## BEGIN DATA PROVIDED
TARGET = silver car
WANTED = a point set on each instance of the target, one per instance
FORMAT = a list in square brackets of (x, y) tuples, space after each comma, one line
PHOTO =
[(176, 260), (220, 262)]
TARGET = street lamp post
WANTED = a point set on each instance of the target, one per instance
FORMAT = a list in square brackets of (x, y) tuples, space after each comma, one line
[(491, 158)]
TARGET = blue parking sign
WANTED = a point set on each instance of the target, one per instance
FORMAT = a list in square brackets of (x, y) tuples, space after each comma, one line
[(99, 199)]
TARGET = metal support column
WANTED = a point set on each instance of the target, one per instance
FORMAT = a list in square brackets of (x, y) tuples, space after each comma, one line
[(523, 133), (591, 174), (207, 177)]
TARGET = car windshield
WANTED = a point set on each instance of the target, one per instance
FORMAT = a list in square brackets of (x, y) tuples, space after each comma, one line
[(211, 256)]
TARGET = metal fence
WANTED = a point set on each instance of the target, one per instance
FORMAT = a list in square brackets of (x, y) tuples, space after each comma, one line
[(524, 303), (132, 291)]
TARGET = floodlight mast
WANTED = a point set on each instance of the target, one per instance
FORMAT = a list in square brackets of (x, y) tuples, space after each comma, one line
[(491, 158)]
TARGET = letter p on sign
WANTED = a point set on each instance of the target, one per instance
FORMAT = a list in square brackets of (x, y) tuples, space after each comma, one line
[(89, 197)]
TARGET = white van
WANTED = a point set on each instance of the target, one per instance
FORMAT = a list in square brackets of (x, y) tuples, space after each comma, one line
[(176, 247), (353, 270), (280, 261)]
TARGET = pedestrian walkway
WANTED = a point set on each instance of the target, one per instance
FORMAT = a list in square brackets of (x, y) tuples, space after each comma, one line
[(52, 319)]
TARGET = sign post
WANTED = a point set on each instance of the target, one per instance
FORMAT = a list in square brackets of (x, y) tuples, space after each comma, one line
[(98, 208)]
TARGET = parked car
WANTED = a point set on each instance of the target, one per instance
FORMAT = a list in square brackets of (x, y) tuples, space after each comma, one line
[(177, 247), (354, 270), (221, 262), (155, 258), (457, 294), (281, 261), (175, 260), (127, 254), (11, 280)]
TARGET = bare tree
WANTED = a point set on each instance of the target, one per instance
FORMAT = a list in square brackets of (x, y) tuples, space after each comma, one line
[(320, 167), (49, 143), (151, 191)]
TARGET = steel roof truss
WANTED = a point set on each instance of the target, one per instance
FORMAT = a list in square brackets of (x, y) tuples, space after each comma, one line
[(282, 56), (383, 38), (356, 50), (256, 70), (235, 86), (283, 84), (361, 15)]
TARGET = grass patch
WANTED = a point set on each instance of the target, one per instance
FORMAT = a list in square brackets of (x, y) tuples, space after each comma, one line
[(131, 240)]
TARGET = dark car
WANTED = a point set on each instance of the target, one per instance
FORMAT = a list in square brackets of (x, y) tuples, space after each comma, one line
## END DATA PROVIDED
--- WHAT TO PRODUCE ---
Copy all of the data exactly.

--- EXERCISE OUTPUT ---
TARGET = silver car
WANTED = a point set on each instance of the target, one per instance
FORMAT = a list in square brackets of (x, y) tuples, space after each comma, one line
PHOTO =
[(176, 260), (220, 262)]
TARGET = street lamp post
WANTED = a point set on each instance of the target, one per instance
FORMAT = a list in square brackets of (x, y) tuples, space after each comma, one line
[(491, 158)]
TARGET = blue parking sign
WANTED = a point set on each instance of the target, one per instance
FORMAT = a list in square brackets of (x, y) tuples, space after each comma, one line
[(99, 199)]
TARGET = metal support column
WANTED = a point set on each instance of the target, one per instance
FORMAT = a list in square brackets of (x, y) tuples, space after each comma, one line
[(523, 133), (591, 174), (207, 177)]
TARGET = car windshield
WANTED = a point set on each instance of the target, one per instance
FORMAT = a list in square brackets of (x, y) tuples, space after each comma, one line
[(211, 256)]
TARGET = metal fence
WANTED = a point set on each instance of the target, one per instance
FORMAT = a list in square brackets of (x, y) tuples, space after each comma, one line
[(524, 303), (132, 291)]
TARGET = floodlight mast
WANTED = a point set on each instance of the target, one per instance
FORMAT = a list in square brackets of (x, y) tuples, space after each comma, one line
[(491, 158)]
TARGET = letter p on sign
WANTED = a point set on each instance of the target, one per instance
FORMAT = a list in square brackets of (x, y) tuples, space after each comma, one line
[(89, 197)]
TARGET = white van
WANTED = a point set on each instance of the target, one per instance
FORMAT = a list in square brackets of (x, y) tuples, space after each comma, one line
[(176, 247), (353, 270), (280, 261)]
TARGET = pedestrian walkway
WANTED = a point set on each instance of the target, one per instance
FORMAT = a list in square brackets of (x, y) tuples, space after each comma, one line
[(52, 319)]
TARGET = sign post
WANTED = a point set on each instance of the target, one per instance
FORMAT = a list in square brackets of (x, y) tuples, space after each comma, one line
[(98, 208)]
TARGET = parked car
WANTED = a point set on each instance of the target, one per instance
FORMAT = a list in square brackets of (x, y) tuples, space after each comma, one line
[(177, 247), (354, 270), (221, 262), (155, 258), (457, 294), (281, 261), (175, 260), (127, 254), (11, 280)]
TARGET = bare tree
WANTED = a point set on each instance of the target, one per instance
FORMAT = a list in square brackets of (x, y) tuples, space after each comma, one line
[(320, 167), (49, 143), (151, 191)]
TARGET = steel roof truss
WANTED = a point set on each instance of the target, one per instance
FORMAT = a list in square brackets of (x, y) tuples, space after each comma, one line
[(282, 56), (383, 38), (356, 50), (256, 70), (235, 86), (283, 84), (361, 15)]
TARGET = grass patch
WANTED = a point set on each instance of the target, one per instance
FORMAT = a list in square brackets of (x, y) tuples, space after each comma, one line
[(131, 240)]
TARGET = dark car
WANTED = a point set on each instance of the target, one per instance
FORMAT = a list in square brackets of (x, y) tuples, space after each comma, one line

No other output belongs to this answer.